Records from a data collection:
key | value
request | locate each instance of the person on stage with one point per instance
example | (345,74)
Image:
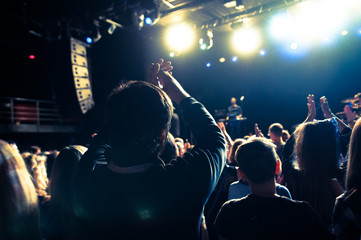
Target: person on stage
(233,119)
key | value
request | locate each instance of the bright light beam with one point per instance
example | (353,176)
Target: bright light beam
(246,40)
(180,37)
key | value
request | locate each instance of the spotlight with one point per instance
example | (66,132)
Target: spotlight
(246,40)
(344,32)
(89,40)
(293,46)
(262,52)
(280,26)
(151,12)
(206,41)
(180,37)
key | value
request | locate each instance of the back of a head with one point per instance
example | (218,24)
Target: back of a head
(316,148)
(17,192)
(353,177)
(276,129)
(63,175)
(136,112)
(257,158)
(170,151)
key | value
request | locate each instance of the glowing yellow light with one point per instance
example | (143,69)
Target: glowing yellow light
(180,37)
(246,40)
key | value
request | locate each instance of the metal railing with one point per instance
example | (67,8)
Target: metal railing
(29,111)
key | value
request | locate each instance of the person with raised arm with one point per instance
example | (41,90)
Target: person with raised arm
(310,162)
(132,194)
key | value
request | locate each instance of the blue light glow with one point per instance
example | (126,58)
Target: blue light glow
(89,40)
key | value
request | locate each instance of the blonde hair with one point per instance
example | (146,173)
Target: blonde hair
(17,192)
(37,168)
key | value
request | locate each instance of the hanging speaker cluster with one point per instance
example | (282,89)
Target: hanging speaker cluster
(81,75)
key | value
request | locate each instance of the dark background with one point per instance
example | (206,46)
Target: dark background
(275,86)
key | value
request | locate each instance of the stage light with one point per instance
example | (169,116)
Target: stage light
(206,40)
(246,40)
(180,37)
(89,40)
(293,46)
(148,21)
(281,26)
(151,12)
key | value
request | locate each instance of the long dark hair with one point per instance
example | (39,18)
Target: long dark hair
(316,149)
(62,177)
(353,176)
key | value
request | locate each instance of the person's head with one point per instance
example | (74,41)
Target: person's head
(62,175)
(17,192)
(358,96)
(285,135)
(232,152)
(35,149)
(353,176)
(316,148)
(275,131)
(258,161)
(170,150)
(138,116)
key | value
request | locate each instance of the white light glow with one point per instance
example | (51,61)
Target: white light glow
(180,37)
(246,40)
(281,26)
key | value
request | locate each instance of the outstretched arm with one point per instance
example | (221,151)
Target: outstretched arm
(327,113)
(311,108)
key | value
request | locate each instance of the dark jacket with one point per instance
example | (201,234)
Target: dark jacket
(153,200)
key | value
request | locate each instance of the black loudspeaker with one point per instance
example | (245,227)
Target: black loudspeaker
(82,81)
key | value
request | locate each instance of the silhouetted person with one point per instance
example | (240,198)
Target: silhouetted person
(133,194)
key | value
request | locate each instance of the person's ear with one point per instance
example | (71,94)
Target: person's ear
(278,167)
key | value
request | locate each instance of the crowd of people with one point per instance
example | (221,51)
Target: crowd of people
(135,180)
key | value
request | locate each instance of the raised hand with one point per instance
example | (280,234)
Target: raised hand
(311,108)
(351,116)
(258,131)
(221,126)
(325,107)
(160,75)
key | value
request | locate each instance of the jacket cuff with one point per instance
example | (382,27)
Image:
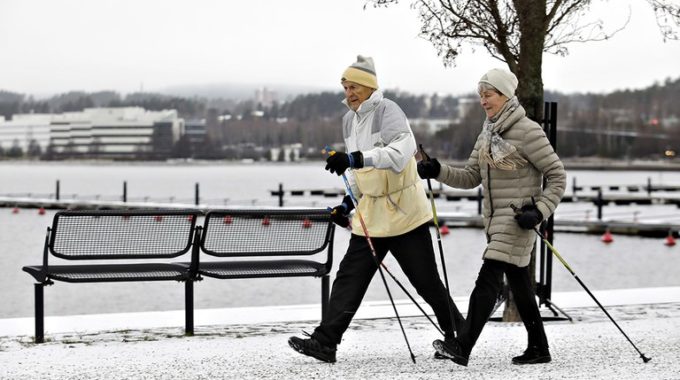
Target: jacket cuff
(543,208)
(369,158)
(444,171)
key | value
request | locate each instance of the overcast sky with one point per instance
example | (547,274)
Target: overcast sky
(52,46)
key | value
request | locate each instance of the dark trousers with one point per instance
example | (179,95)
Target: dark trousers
(415,255)
(483,298)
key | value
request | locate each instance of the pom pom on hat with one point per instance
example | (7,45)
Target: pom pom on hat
(362,72)
(502,80)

* WHAT IS REQUIRED *
Pull out every line in the records above that contains the word "dark", and copy each one unchanged.

* OUTPUT BELOW *
request | locate each instance of the dark background with one point per instance
Target: dark background
request | locate each instance of the long dark hair with one point per instance
Target: long dark hair
request | locate each instance of the dark jacket with one point per instance
Target: dark jacket
request | locate each instance of the dark trousers with one point per instance
Target: dark trousers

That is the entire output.